Feeling Loss, Finding Silver Linings.

Sunset Crater, AZ. photo © ces
Sunset Crater, AZ. photo © ces

 

Each of us has experienced loss in our life.

We’ve had things and loved ones just ripped away.
We’ve been betrayed, we’ve gotten our feelings hurt or our heart broken.
We’ve had to loosen our grip and let go gently.
We’ve turned our back and walked away… or maybe flat out run as fast we could.

We’re left standing there with our trampled hearts in our hands, with the slow dawning of understanding that life will not be the same after this. Our suffering includes everything from small pinpricks to the devastating feeling that the ground has given way beneath us, that we are set adrift.
Most often, we think of grief as the reaction to losing a loved one, but we also grieve when there are other losses in our lives: divorce, loss of a job, the end of a big event that has been inordinately time consuming. Grief is the process through which we sift through what’s left, pick up the pieces and figure out how to put them back together, heal what we can and gather the strength to move forward. Things never go back together the way they were before, because we aren’t the way we were before.

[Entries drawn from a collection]

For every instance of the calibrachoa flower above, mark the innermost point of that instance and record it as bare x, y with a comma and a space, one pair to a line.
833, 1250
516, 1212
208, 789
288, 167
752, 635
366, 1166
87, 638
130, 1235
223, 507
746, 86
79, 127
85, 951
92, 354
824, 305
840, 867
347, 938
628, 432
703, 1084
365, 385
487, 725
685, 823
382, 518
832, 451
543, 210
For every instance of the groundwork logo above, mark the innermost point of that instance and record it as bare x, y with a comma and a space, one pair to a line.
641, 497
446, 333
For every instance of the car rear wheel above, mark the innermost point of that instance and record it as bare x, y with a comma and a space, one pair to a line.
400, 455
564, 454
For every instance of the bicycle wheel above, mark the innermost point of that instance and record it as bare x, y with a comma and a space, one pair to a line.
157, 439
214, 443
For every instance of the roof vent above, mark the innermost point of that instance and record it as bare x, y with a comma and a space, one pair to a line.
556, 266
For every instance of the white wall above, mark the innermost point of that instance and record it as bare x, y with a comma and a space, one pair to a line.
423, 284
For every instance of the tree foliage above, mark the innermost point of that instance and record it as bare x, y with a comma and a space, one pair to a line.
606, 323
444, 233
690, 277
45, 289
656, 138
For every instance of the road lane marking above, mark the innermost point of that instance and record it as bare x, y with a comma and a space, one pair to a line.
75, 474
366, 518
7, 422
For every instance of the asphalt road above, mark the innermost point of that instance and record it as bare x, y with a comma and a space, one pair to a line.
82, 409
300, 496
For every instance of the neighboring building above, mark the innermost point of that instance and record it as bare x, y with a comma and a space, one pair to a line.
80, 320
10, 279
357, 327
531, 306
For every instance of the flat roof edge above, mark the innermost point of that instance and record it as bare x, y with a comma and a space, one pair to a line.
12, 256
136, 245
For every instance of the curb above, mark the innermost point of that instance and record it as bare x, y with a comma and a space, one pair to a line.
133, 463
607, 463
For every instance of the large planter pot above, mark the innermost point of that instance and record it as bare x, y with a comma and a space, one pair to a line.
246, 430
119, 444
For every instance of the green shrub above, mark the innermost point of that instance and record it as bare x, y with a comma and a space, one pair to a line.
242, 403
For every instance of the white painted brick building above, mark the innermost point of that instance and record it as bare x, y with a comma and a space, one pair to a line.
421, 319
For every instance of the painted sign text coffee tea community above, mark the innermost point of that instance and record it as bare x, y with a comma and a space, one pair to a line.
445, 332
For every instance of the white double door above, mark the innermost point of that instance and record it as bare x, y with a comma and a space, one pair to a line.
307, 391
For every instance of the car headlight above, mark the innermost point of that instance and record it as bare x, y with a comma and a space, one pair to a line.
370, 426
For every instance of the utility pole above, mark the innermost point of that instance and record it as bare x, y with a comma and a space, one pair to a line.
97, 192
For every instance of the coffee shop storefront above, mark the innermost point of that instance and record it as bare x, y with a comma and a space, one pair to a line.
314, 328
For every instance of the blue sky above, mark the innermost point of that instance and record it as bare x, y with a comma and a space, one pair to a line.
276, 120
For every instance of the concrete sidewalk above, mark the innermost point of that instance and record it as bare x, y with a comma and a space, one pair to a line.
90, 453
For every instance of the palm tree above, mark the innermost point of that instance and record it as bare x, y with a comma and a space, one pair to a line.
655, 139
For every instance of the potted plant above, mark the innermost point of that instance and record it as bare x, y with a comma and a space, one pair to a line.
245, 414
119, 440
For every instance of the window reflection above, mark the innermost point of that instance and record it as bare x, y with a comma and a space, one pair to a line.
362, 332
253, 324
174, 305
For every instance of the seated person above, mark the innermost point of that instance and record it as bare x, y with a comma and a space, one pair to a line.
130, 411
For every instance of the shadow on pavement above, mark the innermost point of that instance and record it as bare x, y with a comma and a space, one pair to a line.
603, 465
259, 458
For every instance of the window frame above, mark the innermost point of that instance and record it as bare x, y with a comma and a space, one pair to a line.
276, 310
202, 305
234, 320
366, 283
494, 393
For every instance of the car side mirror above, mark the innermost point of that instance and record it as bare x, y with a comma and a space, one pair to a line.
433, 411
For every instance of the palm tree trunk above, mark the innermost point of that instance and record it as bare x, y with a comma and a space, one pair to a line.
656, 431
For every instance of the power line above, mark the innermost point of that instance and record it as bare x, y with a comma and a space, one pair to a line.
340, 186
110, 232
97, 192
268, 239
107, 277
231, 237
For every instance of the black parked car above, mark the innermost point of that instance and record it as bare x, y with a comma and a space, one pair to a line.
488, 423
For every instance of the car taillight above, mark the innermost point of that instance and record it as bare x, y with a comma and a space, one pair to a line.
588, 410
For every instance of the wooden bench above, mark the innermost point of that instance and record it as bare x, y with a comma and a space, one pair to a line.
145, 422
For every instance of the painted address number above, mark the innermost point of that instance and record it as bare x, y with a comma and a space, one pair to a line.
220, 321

- _Directions for this task_:
According to the piece on loss and grief, what losses other than losing a loved one do we also grieve? The records have no connection to the piece on loss and grief.

- _Task solution_:
- divorce
- loss of a job
- the end of a big event that has been inordinately time consuming